Metin:
□ □ □ □ □

2023’te ıskalanmaması gereken 10 filmi sizler için derledik… Bu listede Barbie, Oppenheimer, Killers Of The Flower Moon yok.
Adettendir yılın son günlerinde o sene izleyiciyle buluşmuş en iyi film listeleri yapılır. Gişe getirisi yüksek, hemen hemen herkesin izlediği ya da en azından ismine aşina olduğu filmlerin hepsini bu listelerde görmek mümkündür. Ancak listelerin gözbebeği olmasalar da her sene sinema meraklılarının hafızalarında yer edecek çok sayıda film yapılır ve ne yazık ki bunların büyük bölümü ne kadar iyi yapılmış filmler olsalar da yılın filmleri listelerinde bir yer bulamazlar. İzleyiciler tarafından ıskalanırlar. Onların bir listeye alınması için yılların geçmesi gerekir. İşte sizler için seçtiğimiz 2023’ün ıskalanmaması gereken filmlerinden on tanesi.
Master Gardener
Sinema tarihine senarist ve yönetmen olarak çok sayıda filmle izlerini bırakmış olan Paul Schrader’ın bu filmi daha önce çok kez işlenmiş bir konuyu işliyor. İlk gösterimi 2022 olmasına rağmen yaygın dağıtımı 2023 yılının bahar aylarında gerçekleştiği için bu listeye aldık.
Film Mrs Haverhill’in masallara yakışır bir bahçeye sahip malikanesi Gracewood Gardens’daki yaşamı anlatıyor. Bahçenin olağanüstü görüntüsü bahçıvan Narvel Roth’un titiz işçiliğinin ve şaşmaz tecrübesinin sonucudur. Hangi çiçeğin ne zaman açacağını bahçenin hangi gün nasıl kokacağı Narvel’in kontrolu altındadır. Saat mükemmelliğinde akan günler bahçeye Haverhill’in uzak akrabası Maya’nın gelmesiyle sarsılır. Mükemmel görüntünün arkasındaki gizli menfaat ilişkileri ortaya dökülürken, Narvel’in saklamaya çalıştığı geçmişi bahçedeki huzuru yerle bir eder ve filmin adında yer alan master kelimesinin gerçek anlamı ortaya çıkar.

□ □ □ □ □

Veri Kümesi Kesiti:

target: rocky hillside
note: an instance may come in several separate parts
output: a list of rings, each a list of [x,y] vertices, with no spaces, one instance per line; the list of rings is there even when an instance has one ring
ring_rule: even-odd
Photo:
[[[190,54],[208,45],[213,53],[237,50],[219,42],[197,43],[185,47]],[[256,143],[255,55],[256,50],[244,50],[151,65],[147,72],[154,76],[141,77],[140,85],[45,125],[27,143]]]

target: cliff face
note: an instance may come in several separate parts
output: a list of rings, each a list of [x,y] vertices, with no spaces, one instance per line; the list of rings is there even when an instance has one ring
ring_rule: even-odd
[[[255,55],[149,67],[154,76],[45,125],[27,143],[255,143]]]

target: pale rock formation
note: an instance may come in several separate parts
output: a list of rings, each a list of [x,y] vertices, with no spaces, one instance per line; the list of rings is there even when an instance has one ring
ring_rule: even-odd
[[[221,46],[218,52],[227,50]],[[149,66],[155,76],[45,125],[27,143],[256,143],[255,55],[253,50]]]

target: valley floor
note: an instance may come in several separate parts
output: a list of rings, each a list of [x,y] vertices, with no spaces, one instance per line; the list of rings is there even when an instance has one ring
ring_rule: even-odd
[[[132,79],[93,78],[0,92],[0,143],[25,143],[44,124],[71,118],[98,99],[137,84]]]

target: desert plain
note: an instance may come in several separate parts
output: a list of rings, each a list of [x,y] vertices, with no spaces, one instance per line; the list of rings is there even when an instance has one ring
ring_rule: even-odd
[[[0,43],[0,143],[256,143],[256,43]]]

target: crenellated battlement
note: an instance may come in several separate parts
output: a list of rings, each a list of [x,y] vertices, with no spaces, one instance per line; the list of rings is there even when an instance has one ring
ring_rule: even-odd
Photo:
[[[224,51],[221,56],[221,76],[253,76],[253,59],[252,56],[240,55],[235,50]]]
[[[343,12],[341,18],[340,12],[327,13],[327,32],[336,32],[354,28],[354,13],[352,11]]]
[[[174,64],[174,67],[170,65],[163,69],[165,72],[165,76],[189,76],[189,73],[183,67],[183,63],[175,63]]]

□ □ □ □ □

Hedefler:
[A] 2023 filmleri yazısındaki bölümü "Film Mrs Haverhill’in" sözcüklerinin geçtiği yerden başlatıp "anlamı ortaya çıkar." sözcüklerinden sonra bitirerek olduğu gibi yazıya geçirin.
[B] 2023 filmleri yazısına göre Master Gardener filminin yaygın dağıtımı ne zaman gerçekleşti?
[C] 2023 filmleri yazısını son cümlesinden sonrasıyla devam ettirerek ileri taşıyın.

Görev Sonuçları:
[A]
Film Mrs Haverhill’in masallara yakışır bir bahçeye sahip malikanesi Gracewood Gardens’daki yaşamı anlatıyor. Bahçenin olağanüstü görüntüsü bahçıvan Narvel Roth’un titiz işçiliğinin ve şaşmaz tecrübesinin sonucudur. Hangi çiçeğin ne zaman açacağını bahçenin hangi gün nasıl kokacağı Narvel’in kontrolu altındadır. Saat mükemmelliğinde akan günler bahçeye Haverhill’in uzak akrabası Maya’nın gelmesiyle sarsılır. Mükemmel görüntünün arkasındaki gizli menfaat ilişkileri ortaya dökülürken, Narvel’in saklamaya çalıştığı geçmişi bahçedeki huzuru yerle bir eder ve filmin adında yer alan master kelimesinin gerçek anlamı ortaya çıkar.

[B] 2023 yılının bahar aylarında.

[C]
- Oyuncular: Joel Edgerton, Sigourney Weaver, Essai Morales, Eduardo Losan, Quintessa Swindell
- Yönetmen & Senarist: Paul Schrader
Sharper
Romantik komedi öyküsü anlatır gibi başlayıp çok geçmeden birbiri ardına hırs, aldatma, ihanet virajlarına saparak esas niyetinin ne olduğunu izleyicisinden uzun süre gizlemeyi başaran dinamik bir film. Sağlam senaryosu ve birinci sınıf oyuncu kadrosuyla finale kadar izleyicisini tetikte tutuyor. Finali tahmin edebilir olsa da kaçırılmaması gerekenlerden. Benjamin Caron’un atmosfer yaratma konusundaki yetkinliği Sherlock, Andor, The Crown gibi dizi filmlerdeki yönetmenlik tecrübesinden geliyor.
- Oyuncular: Julianne Moore, Sebastian Stan, Justice Jesse Smith, Briana Middleton, John Lithgow
- Yönetmen: Benjamin Caron
- Senarist: Brian Gatewood, Alessandro Tanaka
Sanctuary
İzleyicisini ters köşeye yatıran bir film daha bu yüzden hakkında ne kadar az bilirseniz o kadar keyif alarak izleyebilirsiniz. Sırf bu yüzden filmin konusunu; bir gece, bir otel odasında ve otelin koridorunda, bir kadın ile erkek arasında geçen kedi ile fare oyunu özetleyebiliriz. Elbette kimin kedi, kimin fare olduğu ise yoruma açık.
Başrol oyuncusunun, annesi Andie MacDowell’a olan benzerliği ise şaşırtıcı.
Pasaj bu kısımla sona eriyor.